Location labeling records
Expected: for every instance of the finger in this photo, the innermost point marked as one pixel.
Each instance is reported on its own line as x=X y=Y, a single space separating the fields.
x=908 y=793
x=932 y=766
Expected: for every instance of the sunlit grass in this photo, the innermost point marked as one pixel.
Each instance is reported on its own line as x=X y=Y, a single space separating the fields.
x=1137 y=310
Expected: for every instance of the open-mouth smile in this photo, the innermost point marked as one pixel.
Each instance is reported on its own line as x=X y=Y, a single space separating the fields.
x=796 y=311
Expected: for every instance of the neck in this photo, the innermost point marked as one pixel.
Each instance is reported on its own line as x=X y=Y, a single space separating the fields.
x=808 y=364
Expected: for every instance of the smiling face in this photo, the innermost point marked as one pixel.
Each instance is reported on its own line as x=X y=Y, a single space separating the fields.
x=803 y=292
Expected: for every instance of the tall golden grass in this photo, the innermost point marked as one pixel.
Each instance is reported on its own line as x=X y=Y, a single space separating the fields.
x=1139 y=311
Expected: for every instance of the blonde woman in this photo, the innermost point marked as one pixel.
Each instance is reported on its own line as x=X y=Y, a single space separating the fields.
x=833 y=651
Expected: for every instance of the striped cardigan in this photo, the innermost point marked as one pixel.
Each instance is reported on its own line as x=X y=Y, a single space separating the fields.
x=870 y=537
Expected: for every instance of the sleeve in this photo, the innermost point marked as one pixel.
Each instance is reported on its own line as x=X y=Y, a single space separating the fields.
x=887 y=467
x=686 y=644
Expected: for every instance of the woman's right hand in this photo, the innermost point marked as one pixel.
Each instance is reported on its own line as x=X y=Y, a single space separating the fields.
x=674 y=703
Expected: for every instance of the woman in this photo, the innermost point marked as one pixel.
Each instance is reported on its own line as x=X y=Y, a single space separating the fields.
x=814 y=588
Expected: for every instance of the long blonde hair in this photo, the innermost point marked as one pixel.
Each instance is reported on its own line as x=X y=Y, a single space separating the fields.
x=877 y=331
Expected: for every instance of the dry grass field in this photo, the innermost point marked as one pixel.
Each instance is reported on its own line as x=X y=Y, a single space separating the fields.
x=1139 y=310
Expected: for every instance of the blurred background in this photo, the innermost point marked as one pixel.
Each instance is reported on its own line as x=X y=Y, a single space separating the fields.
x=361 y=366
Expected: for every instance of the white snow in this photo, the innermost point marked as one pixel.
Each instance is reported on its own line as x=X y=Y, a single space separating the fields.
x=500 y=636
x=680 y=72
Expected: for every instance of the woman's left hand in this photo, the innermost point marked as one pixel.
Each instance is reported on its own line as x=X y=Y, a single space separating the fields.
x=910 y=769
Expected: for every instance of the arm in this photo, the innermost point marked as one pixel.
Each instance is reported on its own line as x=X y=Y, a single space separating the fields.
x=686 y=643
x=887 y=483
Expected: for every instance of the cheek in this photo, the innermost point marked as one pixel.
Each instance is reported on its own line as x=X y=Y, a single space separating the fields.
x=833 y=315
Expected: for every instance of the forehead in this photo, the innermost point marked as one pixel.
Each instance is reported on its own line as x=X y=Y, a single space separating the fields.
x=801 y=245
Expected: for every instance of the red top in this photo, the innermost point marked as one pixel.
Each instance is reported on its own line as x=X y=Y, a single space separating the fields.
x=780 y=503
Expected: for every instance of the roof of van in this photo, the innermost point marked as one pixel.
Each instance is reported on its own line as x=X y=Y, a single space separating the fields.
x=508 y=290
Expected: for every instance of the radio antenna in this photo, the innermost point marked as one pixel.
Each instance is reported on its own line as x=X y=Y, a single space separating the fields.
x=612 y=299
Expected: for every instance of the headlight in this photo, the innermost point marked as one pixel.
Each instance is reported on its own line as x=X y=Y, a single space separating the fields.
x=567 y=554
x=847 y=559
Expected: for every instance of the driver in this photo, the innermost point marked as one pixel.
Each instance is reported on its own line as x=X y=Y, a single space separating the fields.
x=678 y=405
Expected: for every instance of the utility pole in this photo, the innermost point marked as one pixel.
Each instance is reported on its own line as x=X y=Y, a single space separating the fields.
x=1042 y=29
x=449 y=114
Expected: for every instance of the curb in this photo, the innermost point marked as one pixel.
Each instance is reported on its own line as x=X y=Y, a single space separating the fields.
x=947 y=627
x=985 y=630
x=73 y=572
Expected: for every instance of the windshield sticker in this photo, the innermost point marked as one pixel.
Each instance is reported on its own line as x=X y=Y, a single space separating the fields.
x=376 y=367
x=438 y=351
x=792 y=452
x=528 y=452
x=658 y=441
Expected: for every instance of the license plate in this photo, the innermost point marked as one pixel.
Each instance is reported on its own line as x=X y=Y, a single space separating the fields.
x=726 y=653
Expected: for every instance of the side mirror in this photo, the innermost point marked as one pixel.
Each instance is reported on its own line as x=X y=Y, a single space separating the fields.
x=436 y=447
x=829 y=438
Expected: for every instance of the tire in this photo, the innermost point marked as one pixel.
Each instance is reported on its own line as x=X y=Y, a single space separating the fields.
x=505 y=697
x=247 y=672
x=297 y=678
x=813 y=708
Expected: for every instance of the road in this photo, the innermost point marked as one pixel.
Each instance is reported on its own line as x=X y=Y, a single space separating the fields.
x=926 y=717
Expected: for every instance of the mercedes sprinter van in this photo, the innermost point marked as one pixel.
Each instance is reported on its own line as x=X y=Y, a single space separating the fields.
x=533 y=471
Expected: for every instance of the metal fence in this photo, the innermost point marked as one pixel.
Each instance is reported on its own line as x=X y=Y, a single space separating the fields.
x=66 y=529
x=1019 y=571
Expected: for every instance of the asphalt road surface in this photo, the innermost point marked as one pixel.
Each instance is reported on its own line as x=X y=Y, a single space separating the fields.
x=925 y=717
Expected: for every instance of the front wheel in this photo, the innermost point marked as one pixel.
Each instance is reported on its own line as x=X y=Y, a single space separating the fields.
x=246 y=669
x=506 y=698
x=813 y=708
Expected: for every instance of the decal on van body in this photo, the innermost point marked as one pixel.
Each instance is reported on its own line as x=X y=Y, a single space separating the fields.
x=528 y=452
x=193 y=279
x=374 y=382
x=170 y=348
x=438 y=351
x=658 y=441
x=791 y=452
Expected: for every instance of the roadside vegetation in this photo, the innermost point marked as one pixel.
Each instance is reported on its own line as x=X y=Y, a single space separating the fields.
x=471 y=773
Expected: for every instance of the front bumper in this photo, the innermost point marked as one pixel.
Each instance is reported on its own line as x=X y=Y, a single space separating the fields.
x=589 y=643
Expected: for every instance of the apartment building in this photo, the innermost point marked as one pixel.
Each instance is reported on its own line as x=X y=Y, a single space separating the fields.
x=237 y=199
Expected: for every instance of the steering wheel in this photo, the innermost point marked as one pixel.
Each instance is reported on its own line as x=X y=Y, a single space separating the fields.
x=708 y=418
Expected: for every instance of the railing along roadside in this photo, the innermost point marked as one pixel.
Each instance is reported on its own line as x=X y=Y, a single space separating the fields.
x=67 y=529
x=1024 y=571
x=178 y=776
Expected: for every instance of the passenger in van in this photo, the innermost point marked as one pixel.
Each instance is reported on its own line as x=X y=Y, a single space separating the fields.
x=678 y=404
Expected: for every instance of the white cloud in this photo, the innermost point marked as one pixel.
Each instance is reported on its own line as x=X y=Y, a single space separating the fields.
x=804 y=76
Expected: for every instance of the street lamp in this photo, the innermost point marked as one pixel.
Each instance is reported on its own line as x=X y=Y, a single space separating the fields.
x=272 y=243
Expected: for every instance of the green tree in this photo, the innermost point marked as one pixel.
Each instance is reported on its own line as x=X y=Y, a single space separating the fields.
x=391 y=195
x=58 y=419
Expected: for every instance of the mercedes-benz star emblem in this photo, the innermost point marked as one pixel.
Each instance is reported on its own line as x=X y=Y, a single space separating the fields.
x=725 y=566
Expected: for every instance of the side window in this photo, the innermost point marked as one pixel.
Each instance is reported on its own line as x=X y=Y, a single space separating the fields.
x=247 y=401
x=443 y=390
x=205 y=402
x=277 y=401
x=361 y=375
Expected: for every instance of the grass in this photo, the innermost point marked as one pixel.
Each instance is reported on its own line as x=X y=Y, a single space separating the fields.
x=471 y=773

- _Exercise directions_
Retype the lines word for word, starting with the very first one and stopping after the line that contains "x=1139 y=311". Include both of those end lines.

- _Task response_
Expected: for every instance of the finger in this photo, the innermost point marked as one pixel.
Each instance is reported on its own line as x=X y=Y, a single space separating the fields.
x=908 y=793
x=932 y=766
Expected: for every instance of the sunlit grass in this photo, the innermost point marked as one pixel.
Each instance is reported on its own line as x=X y=Y, a single space separating the fields.
x=1137 y=310
Expected: for every instance of the open-mouth smile in this photo, the innermost point marked as one pixel.
Each instance is reported on its own line as x=X y=Y, a single space separating the fields.
x=796 y=311
Expected: for every instance of the neck in this photo, the innermost point marked as one pixel.
Each instance is reported on its own line as x=X y=Y, a single space separating the fields.
x=808 y=364
Expected: for every instance of the smiling face in this photo, the innermost point marked as one pixel.
Each instance is reported on its own line as x=X y=Y, a single space separating the fields.
x=803 y=292
Expected: for every instance of the tall golden grass in this photo, the innermost point marked as one pixel.
Each instance is reported on its own line as x=X y=Y, a single space separating the fields.
x=1139 y=311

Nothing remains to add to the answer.